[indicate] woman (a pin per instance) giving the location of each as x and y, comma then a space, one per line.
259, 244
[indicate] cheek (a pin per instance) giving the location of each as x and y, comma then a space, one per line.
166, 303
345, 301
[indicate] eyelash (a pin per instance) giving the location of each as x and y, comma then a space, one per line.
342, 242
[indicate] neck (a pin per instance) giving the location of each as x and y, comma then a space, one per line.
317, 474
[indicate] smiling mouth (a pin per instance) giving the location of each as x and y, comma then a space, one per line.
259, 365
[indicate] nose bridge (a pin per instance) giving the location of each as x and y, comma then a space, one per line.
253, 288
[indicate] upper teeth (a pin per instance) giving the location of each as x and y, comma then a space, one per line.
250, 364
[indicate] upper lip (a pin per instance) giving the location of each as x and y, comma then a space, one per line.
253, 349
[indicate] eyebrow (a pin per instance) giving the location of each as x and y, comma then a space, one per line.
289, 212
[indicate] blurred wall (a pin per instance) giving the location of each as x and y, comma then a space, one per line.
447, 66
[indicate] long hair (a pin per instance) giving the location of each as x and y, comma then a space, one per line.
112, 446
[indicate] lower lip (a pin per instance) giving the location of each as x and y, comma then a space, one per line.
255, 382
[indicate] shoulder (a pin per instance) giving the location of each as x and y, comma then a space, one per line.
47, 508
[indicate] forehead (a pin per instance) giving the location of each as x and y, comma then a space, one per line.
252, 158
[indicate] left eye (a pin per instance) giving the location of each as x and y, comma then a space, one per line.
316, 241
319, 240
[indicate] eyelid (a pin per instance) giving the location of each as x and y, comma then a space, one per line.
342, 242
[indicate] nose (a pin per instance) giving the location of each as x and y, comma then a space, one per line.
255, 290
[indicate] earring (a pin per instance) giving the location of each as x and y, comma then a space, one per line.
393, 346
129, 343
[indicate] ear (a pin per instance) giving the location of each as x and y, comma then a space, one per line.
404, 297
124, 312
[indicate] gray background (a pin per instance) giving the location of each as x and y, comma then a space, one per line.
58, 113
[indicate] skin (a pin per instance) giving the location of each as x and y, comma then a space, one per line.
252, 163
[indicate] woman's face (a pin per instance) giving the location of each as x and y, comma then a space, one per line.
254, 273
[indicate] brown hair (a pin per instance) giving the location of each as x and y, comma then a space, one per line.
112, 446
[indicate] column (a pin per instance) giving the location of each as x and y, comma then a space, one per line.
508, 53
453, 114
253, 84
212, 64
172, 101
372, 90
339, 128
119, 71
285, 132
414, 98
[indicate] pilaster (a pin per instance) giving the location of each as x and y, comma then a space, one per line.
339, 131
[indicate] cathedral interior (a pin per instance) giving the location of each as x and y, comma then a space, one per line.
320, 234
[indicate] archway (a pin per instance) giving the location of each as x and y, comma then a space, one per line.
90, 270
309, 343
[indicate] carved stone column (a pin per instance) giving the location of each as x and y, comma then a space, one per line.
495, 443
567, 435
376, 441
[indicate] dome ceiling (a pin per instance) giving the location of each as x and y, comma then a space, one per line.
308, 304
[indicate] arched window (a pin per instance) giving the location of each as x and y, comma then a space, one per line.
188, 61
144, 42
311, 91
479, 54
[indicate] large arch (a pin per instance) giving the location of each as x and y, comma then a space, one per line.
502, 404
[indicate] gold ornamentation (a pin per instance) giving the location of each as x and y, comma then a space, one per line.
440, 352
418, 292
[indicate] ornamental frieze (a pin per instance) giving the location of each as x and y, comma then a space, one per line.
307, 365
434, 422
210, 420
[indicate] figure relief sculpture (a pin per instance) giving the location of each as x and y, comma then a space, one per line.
______
**Assignment**
Give back the complete material verbatim.

**Answer box**
[indicate] woman (a pin per instance) giving the location of each as x and y, comma then a space, one per line.
259, 244
[indicate] cheek (a pin per instance) giving the location of each as x and y, comma then a space, one per line.
166, 303
345, 301
[indicate] eyelash (a pin per instance) giving the location of each as x and y, comma then a space, one per line.
342, 242
[indicate] neck (a pin per instance) giving the location of each as x and y, comma then a space, one per line.
317, 474
[indicate] smiling mouth (a pin per instance) giving the location of each as x and y, comma then a space, one per line.
259, 365
[indicate] nose bridge (a pin per instance) giving the location of each as x and y, comma then a space, one per line.
253, 288
[indicate] upper teeth (a pin per instance) giving the location of each as x and y, comma then a space, one per line.
250, 364
[indicate] upper lip (a pin per instance) giving the location of each as x and y, comma then a space, one per line.
253, 349
[indicate] eyebrow (a pin per instance) giving the location of each as x and y, comma then a space, one per line.
289, 212
[indicate] blurred wall (a pin per instance) giving the location of each as x and y, comma then a space, one per line.
447, 66
[indicate] long hair (a pin per instance) giving the location of each as x and y, comma then a space, one per line.
112, 446
[indicate] lower lip (a pin per instance) giving the location of each as x and y, comma then a space, one per line.
255, 382
[indicate] shoulder (a pin per instance) giving the location of each as x and y, comma then a space, one per line.
47, 508
[indicate] forehead (a pin per instance) giving the location of each as x and y, comma then a space, one per line.
252, 158
[indicate] left eye (a pin per instance) giving the location of each as x and y, comma then a space, one per line.
316, 241
319, 240
[indicate] eyelid (a pin per instance) giving the location of each as x and y, comma then a space, one per line.
342, 242
[indicate] nose (a pin per instance) giving the location of each as x and y, comma then a space, one per line.
255, 290
[indicate] earring (a pin per instance) giving the location of each as x and y, comma then a space, one per line.
393, 346
129, 343
[indicate] ear (a pin per instance) giving the location of each as x and y, comma then a space, one per line.
404, 297
124, 312
[indicate] gray background (a pin per instance) giving the location of each as x and y, comma then a space, one per line.
58, 113
[indicate] skin (a pin per instance) giving the location of each as x and y, comma then a space, one per line.
252, 163
[indicate] woman's face (a pin per instance) giving the location of each as x and y, comma then a space, one per line.
254, 273
[indicate] brown hair (a pin per instance) giving the location of each as x and y, comma then a space, one per line.
112, 446
[indicate] column (a pin per instance) giving the location of each as x and y, comma then a space, one per line.
508, 53
453, 114
253, 84
212, 64
172, 101
372, 90
339, 128
119, 71
285, 132
414, 98
[indicate] pilaster (a pin per instance) giving the location of each as x and y, comma then a space, one per line.
339, 131
[indicate] cathedral interior (a pin per instance) giving the location of each as x and y, comma then a space, one per line.
320, 234
[indicate] archway (a pin per instance) giving the location of each as x and y, comma then a space, one per line.
90, 270
309, 343
[indicate] carved stone column (a pin per instance) giving the location of each as x and y, comma then a space, one per line.
495, 443
567, 435
376, 441
[indicate] dome ceiling (a pin per instance) giving the location of each as x and y, comma then a space, one per line.
308, 304
[indicate] arched window (a pin per instance) giving the location of each as x and y, comma then a space, one per line.
188, 61
144, 42
311, 91
479, 54
[indicate] large arch (a pin per instance) giving the location of each as x and y, comma then a space, one per line.
502, 404
[indicate] gold ornamentation (a pin per instance) giving the location of each as x and y, comma then a space, one per line.
440, 352
418, 292
[indicate] ornamental frieze (a pin per instance) giving the location of each as x and y, comma then a space, one per line.
307, 365
434, 422
210, 420
[indicate] figure relief sculpture (a pin per instance) giving the location of each as x and y, comma then a space, one per line.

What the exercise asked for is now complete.